-- AIM OF THE TASK --
Starting with the line containing "Can you see the backwards" and running through the end of the rows, write those lines out again with "photo" swapped for "image" and nothing else altered.

— start of SUPPLIED ENTRIES —

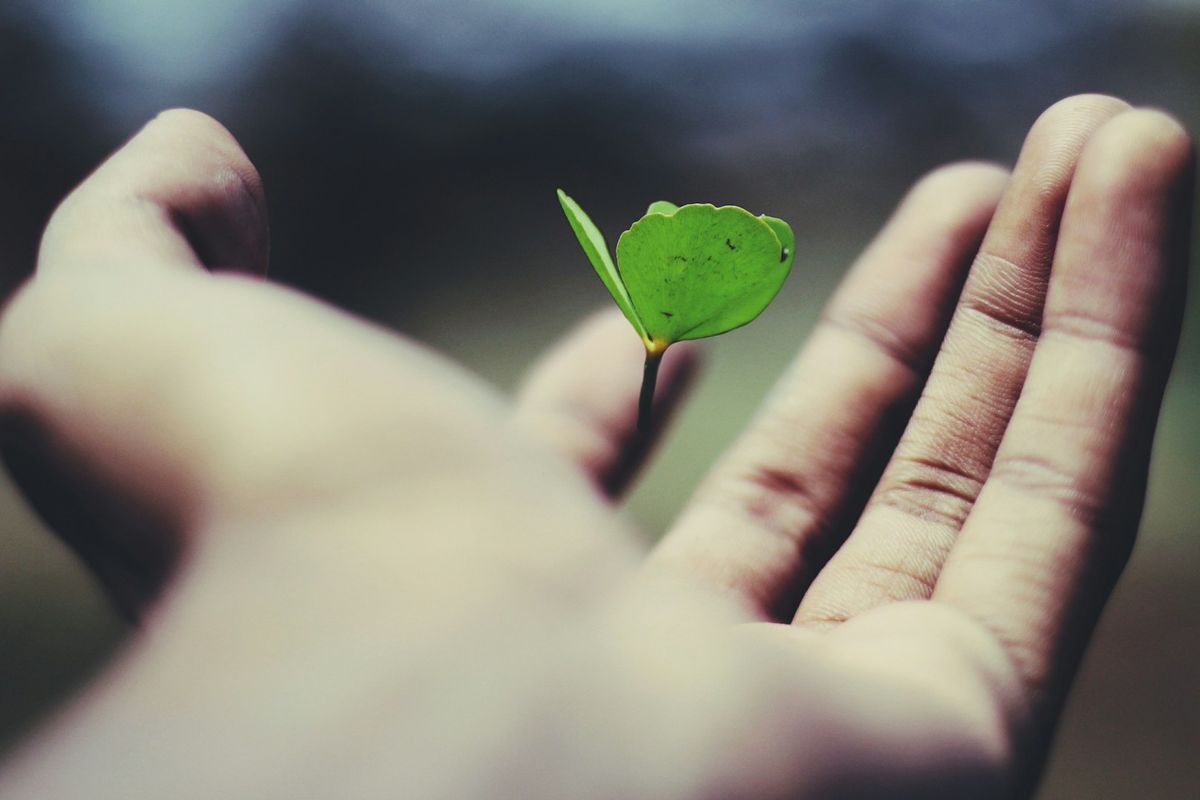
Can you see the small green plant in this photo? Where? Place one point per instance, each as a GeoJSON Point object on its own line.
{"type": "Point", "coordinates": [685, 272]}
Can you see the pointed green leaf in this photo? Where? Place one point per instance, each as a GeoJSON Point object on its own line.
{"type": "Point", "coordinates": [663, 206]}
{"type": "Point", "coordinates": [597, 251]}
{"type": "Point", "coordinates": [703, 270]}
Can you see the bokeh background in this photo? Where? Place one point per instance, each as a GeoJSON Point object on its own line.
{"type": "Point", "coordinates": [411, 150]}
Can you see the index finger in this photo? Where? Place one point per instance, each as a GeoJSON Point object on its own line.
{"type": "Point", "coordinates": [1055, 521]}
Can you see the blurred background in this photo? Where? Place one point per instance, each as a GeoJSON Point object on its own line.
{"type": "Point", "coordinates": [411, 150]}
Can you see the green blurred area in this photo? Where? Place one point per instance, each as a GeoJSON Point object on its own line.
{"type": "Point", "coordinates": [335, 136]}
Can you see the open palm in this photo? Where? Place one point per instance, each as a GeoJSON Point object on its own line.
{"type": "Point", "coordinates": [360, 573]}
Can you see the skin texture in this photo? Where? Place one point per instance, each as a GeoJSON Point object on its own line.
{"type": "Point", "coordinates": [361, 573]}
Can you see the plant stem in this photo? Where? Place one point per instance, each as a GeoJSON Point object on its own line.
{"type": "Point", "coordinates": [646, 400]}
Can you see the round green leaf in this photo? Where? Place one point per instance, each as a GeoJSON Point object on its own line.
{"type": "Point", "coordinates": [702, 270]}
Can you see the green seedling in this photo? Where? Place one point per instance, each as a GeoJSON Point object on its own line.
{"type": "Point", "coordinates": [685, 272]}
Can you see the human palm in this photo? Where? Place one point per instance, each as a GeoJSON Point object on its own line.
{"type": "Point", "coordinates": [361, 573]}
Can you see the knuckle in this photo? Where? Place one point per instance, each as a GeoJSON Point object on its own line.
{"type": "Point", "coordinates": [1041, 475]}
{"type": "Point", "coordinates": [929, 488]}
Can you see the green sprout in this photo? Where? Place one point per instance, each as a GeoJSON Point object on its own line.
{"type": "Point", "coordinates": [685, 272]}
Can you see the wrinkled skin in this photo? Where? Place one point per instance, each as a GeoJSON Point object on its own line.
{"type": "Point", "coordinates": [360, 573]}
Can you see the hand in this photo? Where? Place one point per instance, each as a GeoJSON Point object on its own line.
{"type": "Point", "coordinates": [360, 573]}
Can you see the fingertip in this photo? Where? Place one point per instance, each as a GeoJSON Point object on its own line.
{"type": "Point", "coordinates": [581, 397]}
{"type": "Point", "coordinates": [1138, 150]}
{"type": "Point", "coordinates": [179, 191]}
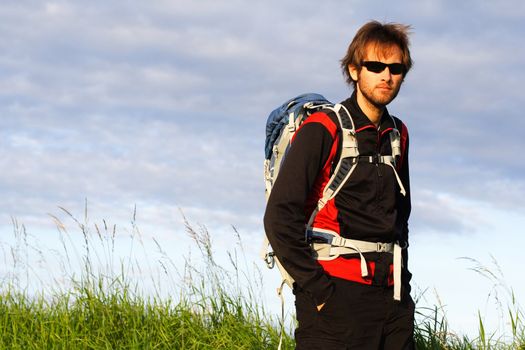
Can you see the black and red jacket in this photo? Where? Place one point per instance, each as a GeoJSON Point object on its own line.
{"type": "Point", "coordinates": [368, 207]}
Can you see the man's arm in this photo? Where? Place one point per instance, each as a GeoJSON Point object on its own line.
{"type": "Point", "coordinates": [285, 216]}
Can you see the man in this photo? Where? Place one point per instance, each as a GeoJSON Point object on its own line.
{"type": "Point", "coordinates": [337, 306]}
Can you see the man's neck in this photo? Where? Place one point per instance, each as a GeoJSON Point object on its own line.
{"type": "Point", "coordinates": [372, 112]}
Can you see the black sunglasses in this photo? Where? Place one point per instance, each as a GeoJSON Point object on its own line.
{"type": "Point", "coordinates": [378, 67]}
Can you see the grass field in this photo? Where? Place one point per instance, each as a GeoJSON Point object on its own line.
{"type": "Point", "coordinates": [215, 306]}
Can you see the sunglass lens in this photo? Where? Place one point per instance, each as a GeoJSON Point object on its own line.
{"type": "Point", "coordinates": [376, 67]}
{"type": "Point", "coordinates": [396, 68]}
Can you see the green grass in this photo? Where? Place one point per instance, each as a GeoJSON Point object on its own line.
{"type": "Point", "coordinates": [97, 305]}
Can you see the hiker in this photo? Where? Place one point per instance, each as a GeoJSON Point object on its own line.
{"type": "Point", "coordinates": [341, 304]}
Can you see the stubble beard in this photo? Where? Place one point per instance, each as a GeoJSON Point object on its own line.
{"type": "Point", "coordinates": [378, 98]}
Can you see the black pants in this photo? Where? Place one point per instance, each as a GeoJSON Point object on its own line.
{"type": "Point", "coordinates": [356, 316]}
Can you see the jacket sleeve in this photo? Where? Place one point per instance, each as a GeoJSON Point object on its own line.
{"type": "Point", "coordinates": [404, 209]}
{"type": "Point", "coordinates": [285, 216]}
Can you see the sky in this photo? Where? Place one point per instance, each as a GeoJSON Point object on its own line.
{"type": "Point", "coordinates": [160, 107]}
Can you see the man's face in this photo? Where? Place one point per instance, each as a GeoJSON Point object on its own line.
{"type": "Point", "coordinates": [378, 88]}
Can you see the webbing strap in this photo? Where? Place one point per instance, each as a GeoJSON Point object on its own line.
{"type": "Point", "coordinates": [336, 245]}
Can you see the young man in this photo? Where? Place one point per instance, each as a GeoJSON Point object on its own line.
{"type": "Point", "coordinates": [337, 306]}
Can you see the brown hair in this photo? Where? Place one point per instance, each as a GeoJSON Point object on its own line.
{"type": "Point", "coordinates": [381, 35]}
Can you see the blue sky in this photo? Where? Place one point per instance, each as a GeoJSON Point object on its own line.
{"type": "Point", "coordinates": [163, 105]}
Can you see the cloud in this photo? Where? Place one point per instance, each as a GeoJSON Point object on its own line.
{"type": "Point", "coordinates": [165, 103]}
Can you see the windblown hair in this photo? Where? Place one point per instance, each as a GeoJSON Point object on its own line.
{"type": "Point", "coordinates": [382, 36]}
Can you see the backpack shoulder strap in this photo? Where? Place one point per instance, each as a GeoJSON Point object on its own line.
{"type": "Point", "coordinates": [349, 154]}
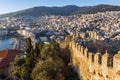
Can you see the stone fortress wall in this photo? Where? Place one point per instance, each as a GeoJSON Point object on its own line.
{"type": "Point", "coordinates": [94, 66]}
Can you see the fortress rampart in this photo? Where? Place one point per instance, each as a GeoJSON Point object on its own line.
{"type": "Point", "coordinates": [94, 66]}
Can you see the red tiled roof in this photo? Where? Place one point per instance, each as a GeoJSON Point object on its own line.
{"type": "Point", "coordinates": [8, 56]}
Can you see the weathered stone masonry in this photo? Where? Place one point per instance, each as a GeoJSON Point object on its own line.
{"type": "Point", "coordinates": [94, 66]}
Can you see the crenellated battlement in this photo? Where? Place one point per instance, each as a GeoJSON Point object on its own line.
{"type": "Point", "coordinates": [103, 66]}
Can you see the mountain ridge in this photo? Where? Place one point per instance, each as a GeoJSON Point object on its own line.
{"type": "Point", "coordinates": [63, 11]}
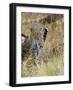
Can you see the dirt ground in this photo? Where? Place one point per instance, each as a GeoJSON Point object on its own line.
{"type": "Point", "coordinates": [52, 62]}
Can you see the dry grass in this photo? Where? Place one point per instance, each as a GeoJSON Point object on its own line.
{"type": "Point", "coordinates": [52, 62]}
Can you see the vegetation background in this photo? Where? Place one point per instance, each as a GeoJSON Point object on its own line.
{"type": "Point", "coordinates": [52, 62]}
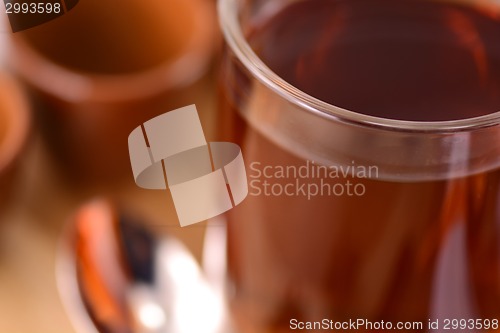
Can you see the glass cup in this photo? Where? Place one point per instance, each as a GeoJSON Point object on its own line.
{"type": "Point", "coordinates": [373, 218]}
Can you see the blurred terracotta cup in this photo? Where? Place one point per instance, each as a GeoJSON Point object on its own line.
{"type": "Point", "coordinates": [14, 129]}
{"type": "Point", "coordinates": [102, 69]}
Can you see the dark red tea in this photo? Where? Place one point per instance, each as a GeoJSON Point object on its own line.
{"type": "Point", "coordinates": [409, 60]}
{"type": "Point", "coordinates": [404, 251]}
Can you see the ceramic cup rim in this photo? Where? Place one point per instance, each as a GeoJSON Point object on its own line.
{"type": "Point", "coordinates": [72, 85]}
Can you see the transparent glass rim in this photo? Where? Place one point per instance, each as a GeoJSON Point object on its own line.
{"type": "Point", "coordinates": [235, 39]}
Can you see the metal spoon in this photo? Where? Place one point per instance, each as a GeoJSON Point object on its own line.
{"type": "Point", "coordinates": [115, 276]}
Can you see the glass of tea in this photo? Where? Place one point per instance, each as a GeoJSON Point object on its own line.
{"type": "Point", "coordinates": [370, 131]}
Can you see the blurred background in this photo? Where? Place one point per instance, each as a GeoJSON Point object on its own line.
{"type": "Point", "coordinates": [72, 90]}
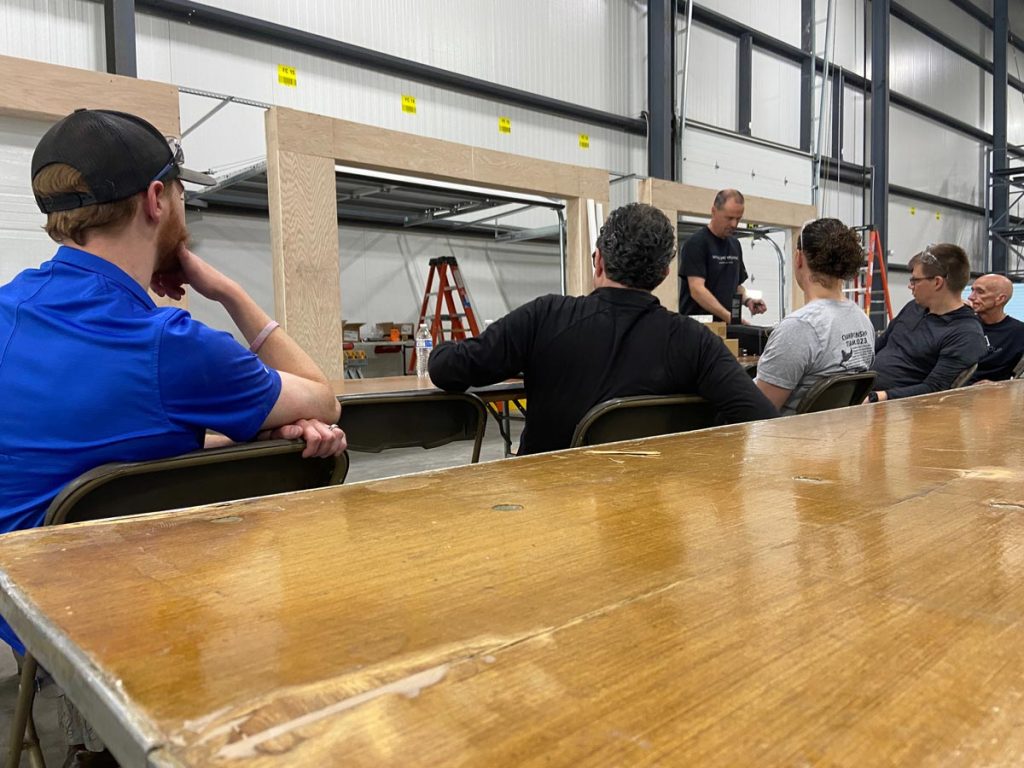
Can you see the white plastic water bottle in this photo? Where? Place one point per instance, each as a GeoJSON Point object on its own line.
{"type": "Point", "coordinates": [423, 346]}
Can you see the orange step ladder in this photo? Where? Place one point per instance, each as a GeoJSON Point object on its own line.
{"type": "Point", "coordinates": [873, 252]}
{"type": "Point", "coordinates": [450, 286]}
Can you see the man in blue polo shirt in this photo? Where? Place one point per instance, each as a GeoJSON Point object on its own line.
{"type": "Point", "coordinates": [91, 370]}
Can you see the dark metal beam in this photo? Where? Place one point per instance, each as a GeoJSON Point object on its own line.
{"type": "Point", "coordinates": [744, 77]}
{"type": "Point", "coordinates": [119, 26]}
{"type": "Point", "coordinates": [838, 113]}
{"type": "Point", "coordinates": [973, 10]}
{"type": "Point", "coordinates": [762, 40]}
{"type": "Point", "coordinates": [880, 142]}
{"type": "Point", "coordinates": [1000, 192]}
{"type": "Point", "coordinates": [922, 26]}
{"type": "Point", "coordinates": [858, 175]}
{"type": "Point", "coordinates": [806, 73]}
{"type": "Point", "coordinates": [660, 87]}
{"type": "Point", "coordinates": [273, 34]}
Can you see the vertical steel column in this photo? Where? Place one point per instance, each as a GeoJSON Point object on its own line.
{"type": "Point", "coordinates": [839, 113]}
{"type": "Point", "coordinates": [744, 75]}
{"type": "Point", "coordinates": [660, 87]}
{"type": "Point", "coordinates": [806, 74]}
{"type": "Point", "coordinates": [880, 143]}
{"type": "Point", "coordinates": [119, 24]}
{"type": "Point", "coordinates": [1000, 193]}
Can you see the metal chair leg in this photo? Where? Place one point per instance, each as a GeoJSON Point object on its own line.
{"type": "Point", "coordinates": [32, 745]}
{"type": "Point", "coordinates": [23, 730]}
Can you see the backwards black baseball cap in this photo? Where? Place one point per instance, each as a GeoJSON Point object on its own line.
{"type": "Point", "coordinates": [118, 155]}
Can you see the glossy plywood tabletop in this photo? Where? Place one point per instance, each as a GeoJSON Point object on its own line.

— end of SUPPLIED ENTRIES —

-- SOLUTION TO THIS EXERCISE --
Can you see the backwards black baseball cap in this image? Where? Place one point per instance, each as a GeoJSON Point object on its own line.
{"type": "Point", "coordinates": [118, 155]}
Can you see the glossy plywood tabletop in this image? Where? Place one point per instance, each as a GeoJSON Point object on its own line.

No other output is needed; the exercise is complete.